======== Task input

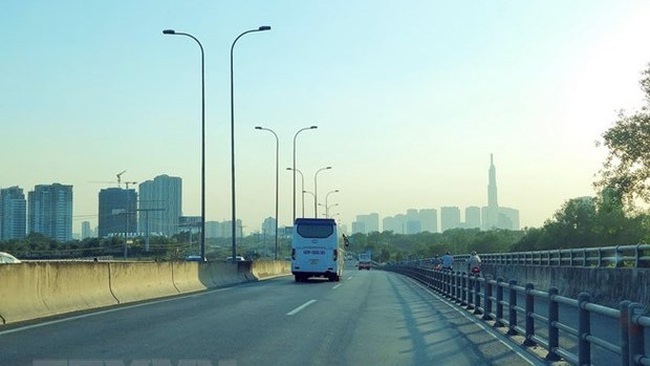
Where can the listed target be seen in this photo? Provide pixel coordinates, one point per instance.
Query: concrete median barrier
(40, 289)
(270, 269)
(137, 281)
(35, 290)
(219, 274)
(186, 277)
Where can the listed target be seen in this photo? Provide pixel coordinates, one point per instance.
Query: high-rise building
(213, 229)
(473, 217)
(50, 211)
(117, 212)
(491, 211)
(13, 213)
(160, 205)
(508, 218)
(268, 226)
(396, 224)
(366, 223)
(449, 218)
(86, 231)
(429, 220)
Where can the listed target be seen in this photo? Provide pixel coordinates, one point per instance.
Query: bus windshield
(315, 231)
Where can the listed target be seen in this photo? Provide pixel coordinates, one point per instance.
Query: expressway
(369, 318)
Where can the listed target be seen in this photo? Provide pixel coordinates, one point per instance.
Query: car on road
(194, 258)
(238, 258)
(6, 258)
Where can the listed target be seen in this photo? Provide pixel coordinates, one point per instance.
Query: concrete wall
(40, 289)
(607, 286)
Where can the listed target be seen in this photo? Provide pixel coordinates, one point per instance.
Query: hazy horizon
(410, 99)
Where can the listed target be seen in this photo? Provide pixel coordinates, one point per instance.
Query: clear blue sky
(410, 99)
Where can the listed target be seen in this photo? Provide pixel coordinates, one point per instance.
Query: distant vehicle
(365, 261)
(6, 258)
(315, 250)
(194, 258)
(238, 258)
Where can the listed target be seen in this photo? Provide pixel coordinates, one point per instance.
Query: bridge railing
(500, 302)
(637, 256)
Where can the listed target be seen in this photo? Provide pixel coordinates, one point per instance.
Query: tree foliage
(627, 166)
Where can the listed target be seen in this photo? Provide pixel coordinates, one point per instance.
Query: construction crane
(119, 178)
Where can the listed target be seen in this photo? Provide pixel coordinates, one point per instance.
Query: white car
(8, 258)
(237, 259)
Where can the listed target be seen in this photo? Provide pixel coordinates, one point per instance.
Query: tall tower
(13, 213)
(50, 211)
(491, 217)
(160, 205)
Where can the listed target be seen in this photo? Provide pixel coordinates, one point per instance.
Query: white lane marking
(296, 310)
(108, 311)
(524, 356)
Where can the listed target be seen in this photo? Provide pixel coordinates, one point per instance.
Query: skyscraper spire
(492, 185)
(492, 215)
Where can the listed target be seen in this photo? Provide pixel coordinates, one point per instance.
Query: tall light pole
(302, 188)
(312, 194)
(326, 197)
(316, 189)
(277, 174)
(294, 173)
(174, 33)
(232, 135)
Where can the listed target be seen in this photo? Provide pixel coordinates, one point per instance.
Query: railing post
(471, 286)
(512, 312)
(636, 335)
(618, 256)
(463, 291)
(530, 321)
(487, 294)
(625, 329)
(553, 331)
(459, 288)
(584, 329)
(477, 294)
(499, 320)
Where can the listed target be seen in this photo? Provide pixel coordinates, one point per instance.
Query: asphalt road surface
(369, 318)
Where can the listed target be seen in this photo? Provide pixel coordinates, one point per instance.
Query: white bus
(315, 250)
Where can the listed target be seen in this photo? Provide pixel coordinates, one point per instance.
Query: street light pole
(294, 173)
(312, 194)
(326, 197)
(302, 188)
(277, 168)
(232, 136)
(316, 189)
(173, 32)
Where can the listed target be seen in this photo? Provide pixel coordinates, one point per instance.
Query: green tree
(627, 166)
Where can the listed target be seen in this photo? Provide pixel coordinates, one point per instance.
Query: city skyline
(409, 99)
(156, 208)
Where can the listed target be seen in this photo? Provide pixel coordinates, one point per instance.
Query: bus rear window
(315, 231)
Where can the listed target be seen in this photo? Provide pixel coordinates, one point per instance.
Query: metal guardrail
(637, 256)
(489, 298)
(613, 256)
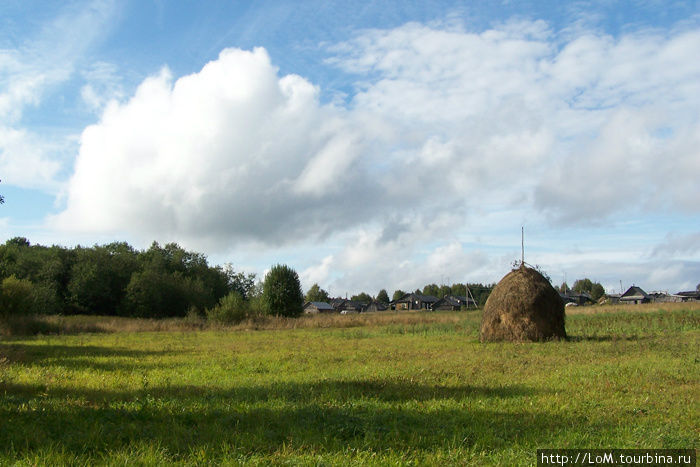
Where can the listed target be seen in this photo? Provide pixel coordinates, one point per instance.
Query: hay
(523, 307)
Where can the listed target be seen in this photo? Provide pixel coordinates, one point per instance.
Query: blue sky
(368, 145)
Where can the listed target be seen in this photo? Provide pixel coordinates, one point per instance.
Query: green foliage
(16, 297)
(362, 297)
(397, 294)
(231, 309)
(444, 290)
(239, 281)
(316, 294)
(458, 289)
(282, 293)
(594, 289)
(116, 279)
(383, 296)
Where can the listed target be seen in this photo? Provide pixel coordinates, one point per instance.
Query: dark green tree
(362, 297)
(316, 294)
(282, 293)
(459, 289)
(443, 291)
(597, 291)
(582, 286)
(398, 293)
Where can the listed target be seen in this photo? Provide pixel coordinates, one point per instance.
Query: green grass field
(390, 389)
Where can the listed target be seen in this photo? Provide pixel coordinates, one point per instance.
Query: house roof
(634, 293)
(319, 305)
(449, 300)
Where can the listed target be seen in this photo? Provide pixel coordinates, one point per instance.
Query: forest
(165, 281)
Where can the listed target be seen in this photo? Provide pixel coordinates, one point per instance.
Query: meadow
(375, 389)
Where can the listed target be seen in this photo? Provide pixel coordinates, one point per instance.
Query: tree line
(161, 281)
(118, 280)
(479, 292)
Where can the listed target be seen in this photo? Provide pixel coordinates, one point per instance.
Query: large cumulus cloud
(233, 151)
(446, 130)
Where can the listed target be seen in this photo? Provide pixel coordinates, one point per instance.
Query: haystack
(523, 307)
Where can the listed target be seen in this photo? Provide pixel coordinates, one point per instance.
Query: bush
(16, 297)
(231, 309)
(282, 293)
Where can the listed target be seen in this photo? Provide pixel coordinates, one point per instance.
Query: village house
(345, 306)
(454, 303)
(376, 306)
(312, 308)
(634, 296)
(414, 301)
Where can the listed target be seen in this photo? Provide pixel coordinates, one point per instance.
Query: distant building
(576, 298)
(634, 296)
(453, 302)
(343, 305)
(689, 296)
(414, 301)
(313, 308)
(376, 306)
(665, 297)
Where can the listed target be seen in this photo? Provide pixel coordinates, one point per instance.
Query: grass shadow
(326, 416)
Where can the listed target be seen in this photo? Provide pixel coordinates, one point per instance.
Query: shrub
(231, 309)
(16, 297)
(282, 293)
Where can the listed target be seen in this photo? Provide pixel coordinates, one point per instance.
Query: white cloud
(445, 127)
(233, 151)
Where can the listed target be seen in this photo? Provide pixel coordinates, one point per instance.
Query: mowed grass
(376, 389)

================

* **What this task involves**
Copy the records word for word, leaving no picture in the copy.

* **Finished task**
Where can the listed target be seen in this photo? Provide pixel coordinates, one point per instance.
Query: concrete median barrier
(40, 289)
(270, 269)
(137, 281)
(35, 290)
(219, 274)
(186, 277)
Where can the listed target be seen in this photo? Provide pixel coordinates, one point per instance.
Query: high-rise building
(213, 229)
(473, 217)
(50, 211)
(117, 212)
(491, 211)
(13, 213)
(160, 205)
(508, 218)
(268, 226)
(396, 224)
(366, 223)
(449, 218)
(86, 231)
(429, 220)
Where can the listed target be seen in this photo? Provide pixel coordinates, one point per instance.
Query: bus windshield
(315, 231)
Where can the listed target be seen in this photo? Provide pixel coordinates, one point per instance.
Query: expressway
(369, 318)
Where can the listed target be seen in this photo? Provide pixel coordinates, one point per instance.
Query: car on road
(194, 258)
(238, 258)
(6, 258)
Where can the listed target be seen in this photo? Provide pixel coordinates, one point per instance.
Query: concrete wall
(40, 289)
(607, 286)
Where can the listed target be seen in this photo? Provide pixel coordinates, one point per instance.
Query: hazy horizon
(410, 99)
Where can the listed target be seen in this photo? Provide pixel coordinates, one point per instance.
Query: clear blue sky
(410, 99)
Where can the listed target be seen in this photo? Provide pixel coordinates, one point per instance.
Query: distant vehicle
(365, 261)
(6, 258)
(315, 250)
(194, 258)
(238, 258)
Where can the listed target be seen in this photo? Provide pixel coordinates, one point per instance.
Query: bridge railing
(500, 302)
(637, 256)
Where can the listed target be seen in this photo? Provide pixel coordinates, one point per instance.
Query: tree foliage
(627, 166)
Where can the listed target be seen in this photo? Provide pixel coordinates, one point per instance.
Query: construction crane
(119, 178)
Where can the listed target be seen in this photo? Provide pixel coordinates, one point per instance.
Query: white car
(8, 258)
(237, 259)
Where can the listed target be seen in this photo? Provide pixel coordinates, one point per instance.
Query: tall tower
(13, 213)
(50, 211)
(491, 217)
(160, 205)
Where can the listed target be seen in this photo? Provide pixel coordinates, one point per instance.
Query: white lane marking
(296, 310)
(108, 311)
(524, 356)
Where can the listed target be seen in this photo? Provide pixel coordinates, one point per instance.
Query: skyscraper spire
(492, 185)
(492, 215)
Where can the listed target be seen in this photo? Provide pixel coordinates, one point per instance.
Query: tall light pole
(302, 188)
(312, 194)
(326, 197)
(316, 189)
(277, 174)
(294, 173)
(174, 33)
(232, 135)
Where can the listed target be seen in this photo? Provide pixel coordinates, one point per instance.
Query: railing post
(471, 286)
(512, 312)
(636, 335)
(618, 256)
(463, 291)
(530, 321)
(487, 294)
(625, 329)
(553, 331)
(459, 288)
(584, 329)
(477, 294)
(499, 320)
Where can the listed target be seen in this photo? Provide pixel coordinates, one point per instance.
Query: asphalt road surface
(369, 318)
Where can the listed target be seen in this photo? Provide pixel coordinates, one point per instance.
Query: white bus
(315, 250)
Where can the listed target be seen in this photo? Provide pixel coordinates, one point per instance.
Query: street light pole
(294, 173)
(312, 194)
(326, 197)
(302, 188)
(277, 168)
(232, 136)
(316, 189)
(173, 32)
Where can the listed target be seen in this photo? Provide pixel coordinates, one point per instance.
Query: green tree
(627, 166)
Where can the listed target be seen in this photo? Provide pixel coordinates, one point per instance.
Query: city skyline
(409, 99)
(156, 208)
Where can the listed target be seen in this photo? Provide pixel coordinates, one point per instance.
Query: bus rear window
(315, 231)
Where can the listed target be seen in this photo? Provide pixel coordinates, one point per instance.
Query: metal guardrail
(637, 256)
(489, 298)
(613, 256)
Where can the listed target be seen in this photo? Provide pixel coordinates, one point per instance.
Query: hay
(523, 307)
Where can the listed target be seen in this photo? Provide pixel coordinates, one point per instance.
Query: blue sky
(368, 145)
Where can the listed target be seen in this photo? Provide pixel coordinates, one point per instance.
Query: green foliage
(16, 297)
(362, 297)
(397, 294)
(231, 309)
(444, 290)
(239, 281)
(316, 294)
(458, 289)
(282, 293)
(594, 289)
(116, 279)
(383, 296)
Where can the listed target be seen in this photo? Provide pixel coordinates, one point per instance.
Query: dark green tree
(362, 297)
(316, 294)
(282, 293)
(459, 289)
(443, 291)
(597, 291)
(582, 286)
(398, 293)
Where can the listed target be seen in this photo? Provide pixel coordinates, one point per instance.
Query: green grass field
(390, 389)
Where can the listed target be seen in this photo? Provide pixel coordinates, one point per instance.
Query: house roof
(634, 293)
(319, 305)
(449, 300)
Where can the listed target be seen in this photo? Provide pixel coordinates, one point per instance.
Query: forest
(165, 281)
Where can the listed target be seen in this photo? Provide pixel coordinates, one point per instance.
Query: meadow
(375, 389)
Where can the listed target be seen in this photo? Provide pixel coordinates, one point per instance.
Query: tree line
(161, 281)
(118, 280)
(479, 292)
Where can the listed target be seen in this photo? Provide pixel coordinates, one point per instance.
Query: large cumulus cloud
(233, 151)
(446, 130)
Where can the listed target be seen in this photo? Provide pixel coordinates, one point per instance.
Query: haystack
(523, 307)
Where can the listed target be seen in this photo? Provide pixel coordinates, one point per instance.
Query: bush
(16, 297)
(231, 309)
(282, 293)
Where can the listed target be seen in this photo? Provide pixel coordinates, one point per instance.
Query: village house
(345, 306)
(454, 303)
(376, 306)
(312, 308)
(634, 296)
(414, 301)
Where can the listed target be seen in this photo? Provide pixel coordinates, one point per instance.
Query: distant building
(576, 298)
(634, 296)
(453, 302)
(343, 305)
(689, 296)
(414, 301)
(313, 308)
(376, 306)
(665, 297)
Where can the listed target be seen in this photo? Provide pixel coordinates, one point per instance.
Query: grass shadow
(326, 416)
Where can the listed target be seen in this photo? Provide pixel coordinates, one point per instance.
Query: shrub
(231, 309)
(16, 297)
(282, 293)
Where can the listed target be seen in this photo? Provide pixel coordinates, one point per instance.
Query: white cloud
(445, 127)
(233, 151)
Where can the listed target be seen in this photo? Provide pixel coordinates, one point per instance.
Query: mowed grass
(376, 389)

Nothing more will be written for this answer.